:: Exercises to complete ::
**a.** Please list every passage that the text on law practices hiring a CISO places in quotation marks.
**b.** Carry on the text about law practices hiring a CISO, starting after its last sentence.

:: Document text ::
>>>
Okay, okay.  That job doesn’t sound as cool as embarking on secret missions to protect princesses who are being stalked by Sith Lords bent on either controlling or destroying the galaxy. But given recent headlines and the trajectory of cybercrime rates, perhaps it’s just as heroic.

“Help me, Obi Wan. You’re my only hope!”

Therefore, it’s about time every law practice hire a CISO in some form. For the same reasons why it could be argued attorneys (bona fide legal subject matter experts) ought to be hired to advise in legal matters, doesn’t it make sense to hire CISOs (bona fide infosec subject matter experts) to advise on infosec matters? In both cases, this seems axiomatic: let the SMEs be responsible for their respective subject matters; considering the present reality, amateurish efforts are ill-advised.

“But I already have a CIO.”

Even if you already have a CIO, you may still need a CISO. What’s the difference?  As one authority quoted in CIO.com put it,

“The CIO’s role is operational … their job is to keep things running. The CISO’s role, on the other hand, is to reduce IT risk.”
<<<
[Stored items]
>>>
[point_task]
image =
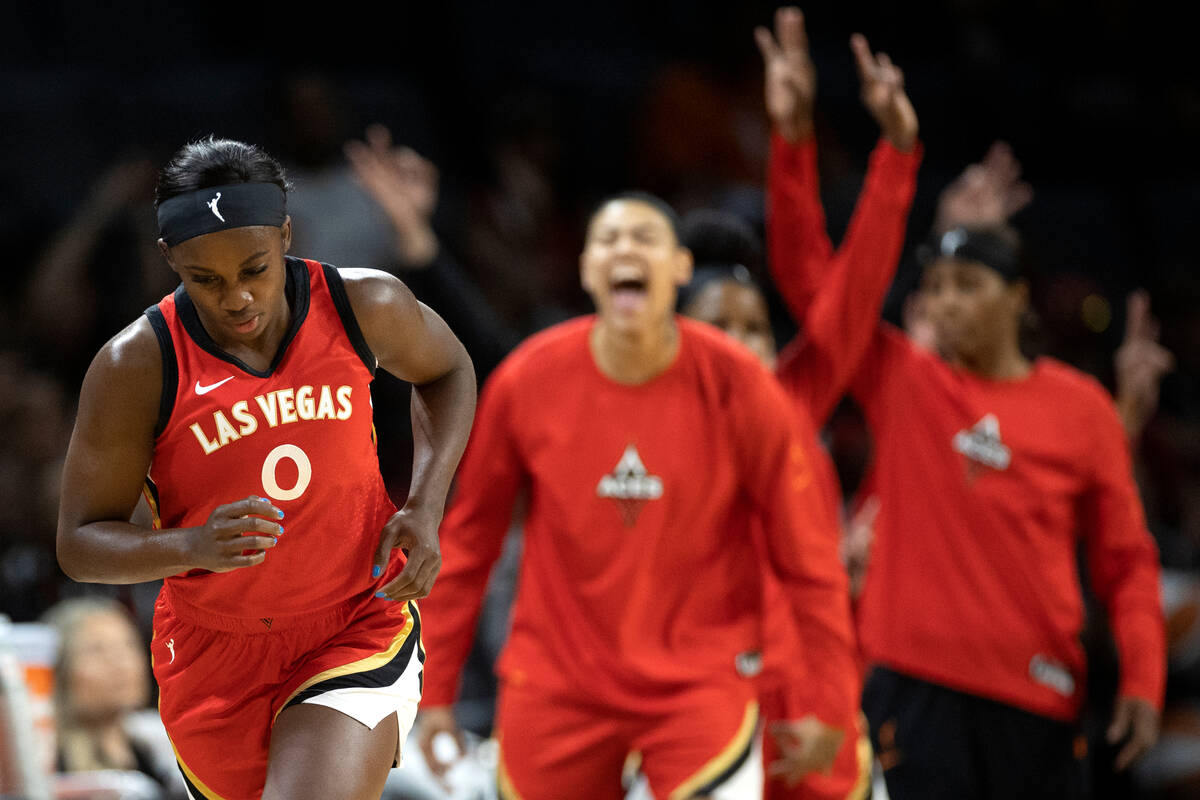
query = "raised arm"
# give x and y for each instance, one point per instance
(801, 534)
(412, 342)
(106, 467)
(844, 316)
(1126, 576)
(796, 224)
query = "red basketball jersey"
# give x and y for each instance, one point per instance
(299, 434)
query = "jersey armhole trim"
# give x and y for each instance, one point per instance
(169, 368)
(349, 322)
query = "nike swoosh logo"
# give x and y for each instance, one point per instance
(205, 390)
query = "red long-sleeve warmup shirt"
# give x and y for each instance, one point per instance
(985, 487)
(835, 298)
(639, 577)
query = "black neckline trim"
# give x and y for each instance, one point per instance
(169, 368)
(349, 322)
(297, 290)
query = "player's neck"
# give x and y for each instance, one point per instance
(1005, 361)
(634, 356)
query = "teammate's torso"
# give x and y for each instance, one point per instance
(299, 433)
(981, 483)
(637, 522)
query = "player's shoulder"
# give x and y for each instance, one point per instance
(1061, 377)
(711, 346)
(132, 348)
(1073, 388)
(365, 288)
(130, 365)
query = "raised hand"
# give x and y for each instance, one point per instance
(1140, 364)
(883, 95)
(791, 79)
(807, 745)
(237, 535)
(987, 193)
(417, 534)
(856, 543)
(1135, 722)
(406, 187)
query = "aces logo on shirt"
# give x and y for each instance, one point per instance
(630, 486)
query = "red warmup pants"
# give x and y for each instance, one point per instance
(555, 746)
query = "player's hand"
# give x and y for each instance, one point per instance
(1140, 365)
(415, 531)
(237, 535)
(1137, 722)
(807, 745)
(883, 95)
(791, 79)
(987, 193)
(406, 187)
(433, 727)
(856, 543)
<<<
>>>
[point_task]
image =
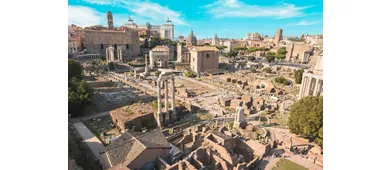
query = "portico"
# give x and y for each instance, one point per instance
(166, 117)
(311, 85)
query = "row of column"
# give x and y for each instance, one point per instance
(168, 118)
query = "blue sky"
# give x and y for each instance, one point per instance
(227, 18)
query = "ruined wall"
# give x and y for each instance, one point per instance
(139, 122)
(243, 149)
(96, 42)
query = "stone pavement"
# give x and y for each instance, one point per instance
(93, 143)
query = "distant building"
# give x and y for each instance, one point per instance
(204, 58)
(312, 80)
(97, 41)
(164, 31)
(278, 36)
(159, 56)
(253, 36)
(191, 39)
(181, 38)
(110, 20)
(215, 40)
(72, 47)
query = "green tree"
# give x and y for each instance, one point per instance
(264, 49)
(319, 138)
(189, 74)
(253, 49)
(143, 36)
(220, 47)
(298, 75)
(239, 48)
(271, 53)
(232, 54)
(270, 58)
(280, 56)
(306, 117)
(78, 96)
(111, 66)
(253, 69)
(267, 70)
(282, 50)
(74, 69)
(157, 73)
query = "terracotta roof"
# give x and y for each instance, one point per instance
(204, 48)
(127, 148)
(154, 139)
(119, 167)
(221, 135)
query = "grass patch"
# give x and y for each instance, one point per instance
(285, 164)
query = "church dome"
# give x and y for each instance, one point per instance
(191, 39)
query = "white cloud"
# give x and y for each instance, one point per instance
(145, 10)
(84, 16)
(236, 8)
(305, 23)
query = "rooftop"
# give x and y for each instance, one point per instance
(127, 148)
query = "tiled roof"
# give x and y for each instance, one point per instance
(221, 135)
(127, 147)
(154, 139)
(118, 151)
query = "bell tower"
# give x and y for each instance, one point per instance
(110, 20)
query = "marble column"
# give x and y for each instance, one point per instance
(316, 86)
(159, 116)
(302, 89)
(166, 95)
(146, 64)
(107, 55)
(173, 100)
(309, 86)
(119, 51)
<<<
:: Answers ::
**a.**
- "Help me, Obi Wan. You're my only hope!"
- "But I already have a CIO."
- "The CIO's role is operational … their job is to keep things running. The CISO's role, on the other hand, is to reduce IT risk."

**b.**
It’s may simply be a difference of emphasis, but there could be substantive differences in subject matter with divergent training and certifications paths. Top infosec certifications include CCISO (Certified CISO), CompTIA Security +CEH (Certified Ethical Hacker), and CISSP (Certified Information Systems Security Professional) among others. Not all CIOs have analogous training or real world experience. Don’t assume that because you have a technology person at the helm you also have an infosec Jedi.

“Fantastic. But how we pay for it?”

Larger law practices may be able to afford a full-time CISO,  staff, and perhaps a budget for security technology, etc. DO IT! But what about mid-size practices or solo-practitioners who, although they have no less responsibility to protect client data, simply don’t have the resources of their big firm counterparts? Thankfully, a full-time CISO is not the only option; budget-conscious attorneys might engage the services of a virtual CISO or MSSP (Managed Security Service Provider), who:

  • Can help your CIO or managing partner with specific scopes and projects,
  • Can be engaged monthly, on retainer or with pre-paid hours (often much less expensive than full-time staff), and
  • Can help you create a job requisition, interview and vet prospective W2 CISO candidates should you decide you need someone full-time.

Here’s a short video from one such provider, Stonehill Technical Solutions, explaining what you get by outsourcing this to SMEs.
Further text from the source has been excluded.